YOUR ASSIGNMENT:
Look through the records, and wherever the string "sandy" turns up, copy out that line.

(Entries taken from a collection)
___
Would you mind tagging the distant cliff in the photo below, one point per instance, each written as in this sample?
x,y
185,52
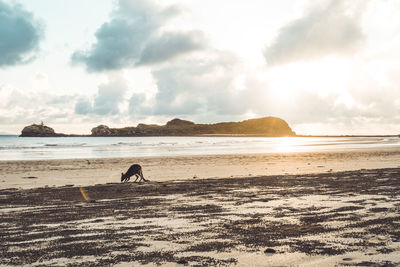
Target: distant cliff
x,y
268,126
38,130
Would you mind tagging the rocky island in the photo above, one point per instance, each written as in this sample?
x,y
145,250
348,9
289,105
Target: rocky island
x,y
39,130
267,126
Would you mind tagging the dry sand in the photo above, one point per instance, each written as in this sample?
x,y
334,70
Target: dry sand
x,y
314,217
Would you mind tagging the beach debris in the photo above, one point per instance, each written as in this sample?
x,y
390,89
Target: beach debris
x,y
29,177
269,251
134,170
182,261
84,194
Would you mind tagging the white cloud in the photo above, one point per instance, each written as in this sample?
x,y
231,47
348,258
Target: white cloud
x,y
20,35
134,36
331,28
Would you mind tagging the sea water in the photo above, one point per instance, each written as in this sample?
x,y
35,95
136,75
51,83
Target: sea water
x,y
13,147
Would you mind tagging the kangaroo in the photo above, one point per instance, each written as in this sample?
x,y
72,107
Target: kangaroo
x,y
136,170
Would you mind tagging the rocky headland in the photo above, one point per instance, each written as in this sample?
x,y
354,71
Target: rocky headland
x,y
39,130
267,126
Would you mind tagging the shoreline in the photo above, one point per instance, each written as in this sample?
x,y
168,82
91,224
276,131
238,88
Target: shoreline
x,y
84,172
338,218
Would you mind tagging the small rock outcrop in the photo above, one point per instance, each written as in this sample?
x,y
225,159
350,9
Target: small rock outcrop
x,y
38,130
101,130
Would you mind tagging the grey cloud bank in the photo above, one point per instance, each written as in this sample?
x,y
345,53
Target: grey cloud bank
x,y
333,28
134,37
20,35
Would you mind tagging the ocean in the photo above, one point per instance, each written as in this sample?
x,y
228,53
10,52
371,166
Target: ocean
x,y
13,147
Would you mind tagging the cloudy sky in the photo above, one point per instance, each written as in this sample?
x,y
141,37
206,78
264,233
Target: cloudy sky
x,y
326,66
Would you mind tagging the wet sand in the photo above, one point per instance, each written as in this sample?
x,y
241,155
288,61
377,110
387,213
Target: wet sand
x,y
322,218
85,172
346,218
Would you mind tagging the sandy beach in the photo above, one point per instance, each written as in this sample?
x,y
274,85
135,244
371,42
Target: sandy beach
___
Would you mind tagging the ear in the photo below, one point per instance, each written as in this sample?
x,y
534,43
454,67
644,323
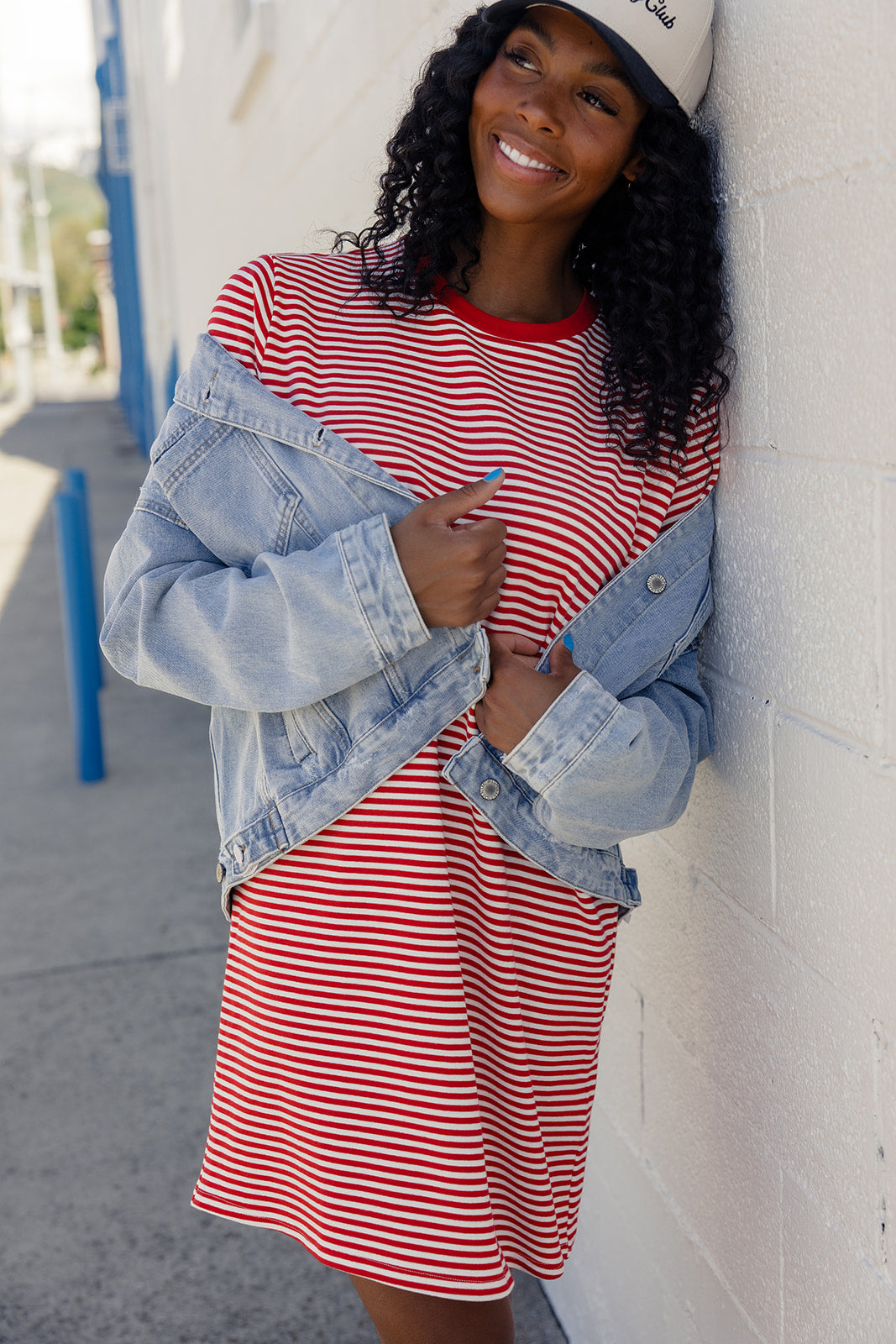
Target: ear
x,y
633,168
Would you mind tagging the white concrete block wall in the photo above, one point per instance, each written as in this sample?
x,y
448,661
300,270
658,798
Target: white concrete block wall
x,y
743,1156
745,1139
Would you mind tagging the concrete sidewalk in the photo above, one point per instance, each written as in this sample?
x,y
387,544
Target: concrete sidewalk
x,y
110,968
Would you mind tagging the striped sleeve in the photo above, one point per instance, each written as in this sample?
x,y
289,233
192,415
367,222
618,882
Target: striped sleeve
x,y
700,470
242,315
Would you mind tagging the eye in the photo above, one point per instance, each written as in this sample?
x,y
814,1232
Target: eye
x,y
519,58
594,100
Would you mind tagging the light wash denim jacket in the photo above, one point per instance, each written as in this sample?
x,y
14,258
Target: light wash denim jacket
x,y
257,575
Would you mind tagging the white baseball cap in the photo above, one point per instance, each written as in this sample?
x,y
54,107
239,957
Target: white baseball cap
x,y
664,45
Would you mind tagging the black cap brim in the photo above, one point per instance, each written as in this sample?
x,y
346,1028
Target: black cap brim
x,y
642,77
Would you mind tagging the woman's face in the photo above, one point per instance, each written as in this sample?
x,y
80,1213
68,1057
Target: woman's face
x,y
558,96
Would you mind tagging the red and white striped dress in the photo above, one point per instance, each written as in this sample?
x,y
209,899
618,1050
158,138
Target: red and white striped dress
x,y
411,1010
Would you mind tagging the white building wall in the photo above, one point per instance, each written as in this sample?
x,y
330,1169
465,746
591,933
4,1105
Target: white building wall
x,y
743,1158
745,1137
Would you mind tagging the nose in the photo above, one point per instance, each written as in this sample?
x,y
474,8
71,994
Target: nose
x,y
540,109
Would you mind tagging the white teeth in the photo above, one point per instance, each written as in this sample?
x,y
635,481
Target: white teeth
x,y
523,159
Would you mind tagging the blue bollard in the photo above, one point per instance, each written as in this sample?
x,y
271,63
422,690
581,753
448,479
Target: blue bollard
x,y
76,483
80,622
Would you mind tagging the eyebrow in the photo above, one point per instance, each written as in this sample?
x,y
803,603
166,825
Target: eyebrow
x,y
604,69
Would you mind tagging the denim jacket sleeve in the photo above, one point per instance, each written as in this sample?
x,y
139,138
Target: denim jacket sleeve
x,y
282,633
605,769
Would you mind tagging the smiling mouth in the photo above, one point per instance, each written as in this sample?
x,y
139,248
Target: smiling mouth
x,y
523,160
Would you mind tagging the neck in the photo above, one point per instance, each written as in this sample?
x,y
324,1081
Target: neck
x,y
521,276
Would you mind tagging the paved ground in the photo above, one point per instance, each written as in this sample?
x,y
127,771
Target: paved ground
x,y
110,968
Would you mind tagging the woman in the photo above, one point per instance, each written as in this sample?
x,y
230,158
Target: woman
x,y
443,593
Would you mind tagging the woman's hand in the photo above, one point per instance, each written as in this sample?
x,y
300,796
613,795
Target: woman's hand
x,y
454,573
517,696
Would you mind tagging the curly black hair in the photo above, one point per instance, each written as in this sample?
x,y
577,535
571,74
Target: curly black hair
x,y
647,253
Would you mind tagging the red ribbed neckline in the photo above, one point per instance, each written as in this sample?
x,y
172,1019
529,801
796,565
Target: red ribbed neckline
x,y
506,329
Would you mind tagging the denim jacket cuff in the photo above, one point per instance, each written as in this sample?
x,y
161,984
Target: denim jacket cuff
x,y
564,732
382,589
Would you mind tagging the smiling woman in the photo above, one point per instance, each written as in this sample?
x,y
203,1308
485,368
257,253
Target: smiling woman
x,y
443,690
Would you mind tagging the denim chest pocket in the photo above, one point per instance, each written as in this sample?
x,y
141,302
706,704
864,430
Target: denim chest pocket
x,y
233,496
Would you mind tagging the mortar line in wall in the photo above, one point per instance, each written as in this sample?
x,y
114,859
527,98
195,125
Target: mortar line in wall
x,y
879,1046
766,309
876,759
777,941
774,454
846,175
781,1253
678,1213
___
EXERCISE RESULT:
Would you mind tagging the sandy beach in the photo above, one point per instance, each written as in this sample?
Target: sandy beach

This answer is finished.